Text section.
* * * *
# B-24 ride



## PetalumaLoco (Jun 12, 2009)

My sons and I took a ride on a WWII B-24 bomber last week.

Son-in-law and 3yo grandson showed up for the ground tour.

Here's a slideshow.

Last year we flew in a B-25. Next year it's a B-17. These rides are as much fun as a x-country train trip, all squooshed up in a hellacious deafening half hour of fierce wind, vibration and great views.

Thanks for your interest.


----------



## Dan O (Jun 13, 2009)

Cool.

My late uncle flew a B17 in WWII. He was shot down after just a mission or two. He got help from the French Underground and managed to escape to Spain where he was put in prison for a few days. It took about a month but he got back to England eventually. He was reported KIA and his family went through a funeral before they found out he was alive. All ended well though and he lived into his 70s.

Dan


----------



## PetalumaLoco (Jun 13, 2009)

Dan O said:


> Cool.
> My late uncle flew a B17 in WWII. He was shot down after just a mission or two. He got help from the French Underground and managed to escape to Spain where he was put in prison for a few days. It took about a month but he got back to England eventually. He was reported KIA and his family went through a funeral before they found out he was alive. All ended well though and he lived into his 70s.
> 
> Dan


Thanks, Dan, it's always good to remember the men that took these into battle.
* * * *
Data section.
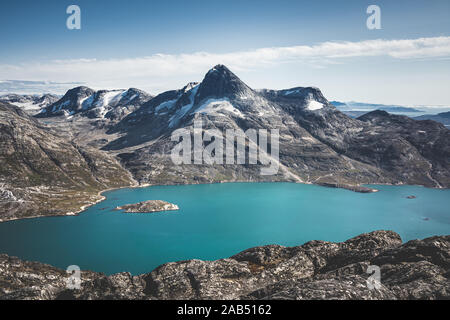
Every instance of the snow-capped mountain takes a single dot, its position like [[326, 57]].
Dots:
* * * *
Actions to take.
1. Answer these questions about the B-24 ride thread, one per line:
(a) Which bomber did the family fly in last year?
(b) In which country was Dan O's uncle put in prison for a few days?
(c) Who came for the ground tour?
2. Repeat word for word the part of the B-24 ride thread starting at "## PetalumaLoco (Jun 12, 2009)" and ending at "for your interest.".

The replies.
1.
(a) A B-25.
(b) Spain.
(c) The son-in-law and the 3-year-old grandson.

2.
## PetalumaLoco (Jun 12, 2009)

My sons and I took a ride on a WWII B-24 bomber last week.

Son-in-law and 3yo grandson showed up for the ground tour.

Here's a slideshow.

Last year we flew in a B-25. Next year it's a B-17. These rides are as much fun as a x-country train trip, all squooshed up in a hellacious deafening half hour of fierce wind, vibration and great views.

Thanks for your interest.